Reading passage:
━━━━
The State Decoded is a program that takes structured legal data and generates a website, an API, and bulk downloads based on that legal data. It was designed for U.S. state and municipal legal codes, but it works just as nicely for regulations, contracts, even EULAs. It interfaces with court decisions, legislation, and arbitrary types of connected legal data.
Governments, open-government groups, lone data hackers, law libraries, or anybody else who wants to put legal data online.
You provide it with bulk legal data in a simple XML format (or any other format that you might like, if you’re comfortable writing PHP), with each XML file storing a single law. After some simple site configuration (editing a config file, maybe making a few tweaks to PHP if you want to customize advanced functionality), you run a parser, which chews through those XML files and uses the data in them to populate a MySQL database. For each law, it stores the text of the law and its relationship to other laws—the chapters etc. into which the laws are divided, and also cross-references between the laws. Then it indexes all of the laws for searching, and exports them in a few different formats for people to download. When the parser is finished, you’re left with a complete, wholly functional website for that legal code.
Getting the laws or regulations in question can be a non-trivial challenge. It will almost certainly be more work than actually setting up The State Decoded.
━━━━
Given information:
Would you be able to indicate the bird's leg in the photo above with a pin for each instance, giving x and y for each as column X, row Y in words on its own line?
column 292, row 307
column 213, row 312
━━━━
Goals:
A - Write out the passage about The State Decoded word for word, from "The State Decoded is" to "connected legal data.".
B - Extend the description of The State Decoded beyond its last sentence.

Results by task:
A -
The State Decoded is a program that takes structured legal data and generates a website, an API, and bulk downloads based on that legal data. It was designed for U.S. state and municipal legal codes, but it works just as nicely for regulations, contracts, even EULAs. It interfaces with court decisions, legislation, and arbitrary types of connected legal data.

B -
The best-case scenario is that machine-readable, bulk data is available. This might be XML, JSON, or SGML of the legal code, provided directly by the government in question, or by a vendor on their behalf. This is enormously rare. The worst-case scenario is that the code is available only as printed materials, which would need to be scanned in and OCRed every time that the legal code is updated. The reality is that 95% of the time, the data is available as a middle ground, such as in RTF or Word files, or as HTML.
It’s quite likely that you’re going to be converting unstructured (or poorly structured) data into structured data. Maybe Word files, maybe screen-scraping HTML. In whatever your language of choice is—any programming language can handle it—you’ll be isolating, extracting, and storing some basic information about each law or regulation: its section number, some sort of structural parent number, an optional catch line or title, and the text of the law. (See the XML format specification for detailed information about these fields.) If possible, develop this on a collaborative platform like GitHub and broadcast to others what you’re doing, because that will allow other people to assist you.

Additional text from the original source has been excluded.